● Document source:
——
L’origine & la cause la plus ordinaire des branches chifonnes dans les arbres vigoureux, tant à pepin qu’à noyau, est la pratique maudite de tous les jardiniers, de pincer, d’arrêter, & de couper les bouts des branches. Ils ne voient point, & ne sentent point que suivant l’ordre de la nature, chaque branche a besoin de son extrémité pour la circulation & l’action de la seve, pour sa filtration & sa perfection, pour y être tamisée & affinée : on lui ôte cette partie organique, & comme elle ne peut s’en passer, elle en produit une nouvelle : on supprime cette derniere, & elle en produit ensuite jusqu’à la fin de la végétation, ou jusqu’à l’épuisement de la seve, & d’ordinaire les branches pincées, sur-tout dans les arbres à noyaux, forment aux extrémités de ces branches ainsi mutilées, ce que M. de la Quintinie appelle des toupillons hérissés de branchettes, ou vulgairement des têtes de saules.

Il faut donc d’abord se défaire de cette pratique ruineuse de pincer, &c. ensuite, autant que la nécessité le requiert, supprimer toutes branches chifonnes, qui sont par elles-mêmes infertiles. Quand faute de branches de bon aloi, on est forcé & réduit à tailler sur les branches chifonnes, il faut les tailler toutes à un seul œil, pour leur faire pousser de bons bourgeons.

Coupe défectueuse. On appelle coupe défectueuse, toute taille, toute incision qui est ou trop grande ou trop petite, trop alongée ou trop courte : on peche quant à la coupe des arbres, en deux manieres, savoir, quant à l’incision en elle-même, & quant à la forme, ce vice a pour principe la maladresse & l’impéritie du jardinier. Je m’explique quant à l’un & l’autre point.

Un jardinier taille une branche, sur-tout une forte, & au-lieu de faire sa coupe courte & horisontale, tant-soit-peu en bec de flute, il coupe à un demi pouce près plus bas, tirant son incision tout-à-fait au bec de flute alongé, de façon qu’elle se trouve par-derriere plus basse de beaucoup que l’œil qui est par-devant. La figure donnée me fera entendre par ceux qui ne sont point suffisamment versés dans le jardinage ; ou bien encore, sans regarder si la branche est dans son sens ou non, il la taille comme elle se présente sous sa serpette, tantôt à l’un, tantôt à l’autre côté de l’œil.

La coupe est encore vicieuse quand on coupe par devant l’œil, au-lieu de couper par derriere : alors on laisse des onglets que cette double coupe vicieuse produit infailliblement, & jamais le recouvrement de cette sorte de coupe ne peut se faire.

Le même arrive encore, si après avoir scié une branche, il omet d’unir la plaie avec la serpette, la laissant toute graveleuse avec les esquiles & les dentelures que produit la scie à main. Les jardiniers traitent ces choses de bagatelles ; mais en voici en peu de mots les effets funestes.
——
● Extraits de données:
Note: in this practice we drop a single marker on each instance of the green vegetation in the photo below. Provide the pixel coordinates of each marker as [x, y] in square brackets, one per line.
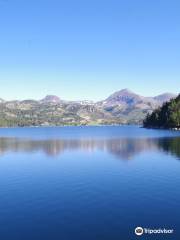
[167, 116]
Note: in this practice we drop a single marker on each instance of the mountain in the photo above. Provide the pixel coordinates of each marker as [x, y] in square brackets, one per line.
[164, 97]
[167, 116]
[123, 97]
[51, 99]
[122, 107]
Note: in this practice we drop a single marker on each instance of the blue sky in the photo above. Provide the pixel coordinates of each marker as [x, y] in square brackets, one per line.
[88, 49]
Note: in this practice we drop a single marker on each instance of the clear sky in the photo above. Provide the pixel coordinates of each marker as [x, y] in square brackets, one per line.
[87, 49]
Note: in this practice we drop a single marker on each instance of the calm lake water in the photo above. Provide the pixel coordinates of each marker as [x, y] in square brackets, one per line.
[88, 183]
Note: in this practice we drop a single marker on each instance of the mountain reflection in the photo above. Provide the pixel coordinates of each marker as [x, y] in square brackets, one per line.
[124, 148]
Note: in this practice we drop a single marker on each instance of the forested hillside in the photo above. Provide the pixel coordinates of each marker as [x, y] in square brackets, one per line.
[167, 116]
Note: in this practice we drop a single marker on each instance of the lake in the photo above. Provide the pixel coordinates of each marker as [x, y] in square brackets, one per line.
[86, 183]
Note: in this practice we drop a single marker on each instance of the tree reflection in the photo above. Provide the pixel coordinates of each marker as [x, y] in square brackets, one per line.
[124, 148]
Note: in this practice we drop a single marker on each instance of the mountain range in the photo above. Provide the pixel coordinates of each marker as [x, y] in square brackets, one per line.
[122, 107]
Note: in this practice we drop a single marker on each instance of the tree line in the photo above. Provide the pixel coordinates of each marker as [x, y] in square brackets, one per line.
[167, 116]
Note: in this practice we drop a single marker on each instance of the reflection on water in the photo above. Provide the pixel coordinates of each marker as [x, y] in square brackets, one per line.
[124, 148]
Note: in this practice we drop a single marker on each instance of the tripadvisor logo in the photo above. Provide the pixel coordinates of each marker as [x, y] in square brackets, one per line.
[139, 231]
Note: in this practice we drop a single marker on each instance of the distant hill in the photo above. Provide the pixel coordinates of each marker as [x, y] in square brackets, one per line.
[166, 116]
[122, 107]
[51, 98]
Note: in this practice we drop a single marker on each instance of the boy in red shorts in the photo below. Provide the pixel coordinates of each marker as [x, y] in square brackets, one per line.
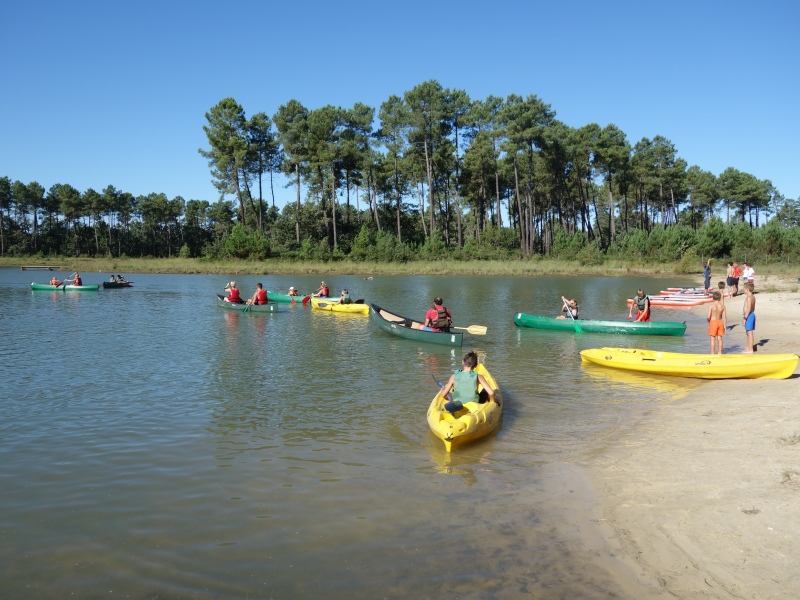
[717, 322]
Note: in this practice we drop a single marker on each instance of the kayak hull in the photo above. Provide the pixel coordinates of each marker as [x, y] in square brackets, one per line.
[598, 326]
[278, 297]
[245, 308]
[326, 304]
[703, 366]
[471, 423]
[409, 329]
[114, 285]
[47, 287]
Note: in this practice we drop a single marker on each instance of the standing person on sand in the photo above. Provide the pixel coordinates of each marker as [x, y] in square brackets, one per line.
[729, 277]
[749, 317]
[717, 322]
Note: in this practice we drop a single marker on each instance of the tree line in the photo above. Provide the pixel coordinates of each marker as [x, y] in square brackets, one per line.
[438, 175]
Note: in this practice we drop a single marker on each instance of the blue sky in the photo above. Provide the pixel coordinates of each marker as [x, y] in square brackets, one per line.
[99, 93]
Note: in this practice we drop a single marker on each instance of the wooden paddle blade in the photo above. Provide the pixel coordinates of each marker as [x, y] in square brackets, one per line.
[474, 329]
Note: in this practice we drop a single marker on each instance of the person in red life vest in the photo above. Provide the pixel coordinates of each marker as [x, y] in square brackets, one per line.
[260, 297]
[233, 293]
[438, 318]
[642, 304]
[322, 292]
——
● Objectifs:
• 1. Renvoyez le passage du texte sur la taille des arbres compris entre « Un jardinier taille » et « peut se faire. », inclus.
• 2. Dans les entrées, reprenez les lignes situées entre celle qui contient « of the person » et la fin des entrées, incluses, en remplaçant « red life vest » par « yellow life vest » sans rien modifier d'autre. Ne donnez que ces lignes.

● Réponses rédigées:
• 1.
Un jardinier taille une branche, sur-tout une forte, & au-lieu de faire sa coupe courte & horisontale, tant-soit-peu en bec de flute, il coupe à un demi pouce près plus bas, tirant son incision tout-à-fait au bec de flute alongé, de façon qu’elle se trouve par-derriere plus basse de beaucoup que l’œil qui est par-devant. La figure donnée me fera entendre par ceux qui ne sont point suffisamment versés dans le jardinage ; ou bien encore, sans regarder si la branche est dans son sens ou non, il la taille comme elle se présente sous sa serpette, tantôt à l’un, tantôt à l’autre côté de l’œil.

La coupe est encore vicieuse quand on coupe par devant l’œil, au-lieu de couper par derriere : alors on laisse des onglets que cette double coupe vicieuse produit infailliblement, & jamais le recouvrement de cette sorte de coupe ne peut se faire.

• 2.
Note: in this practice we drop a single marker on each instance of the person in yellow life vest in the photo above. Provide the pixel coordinates of each marker as [x, y] in square brackets, one per line.
[260, 297]
[233, 293]
[438, 318]
[642, 304]
[322, 292]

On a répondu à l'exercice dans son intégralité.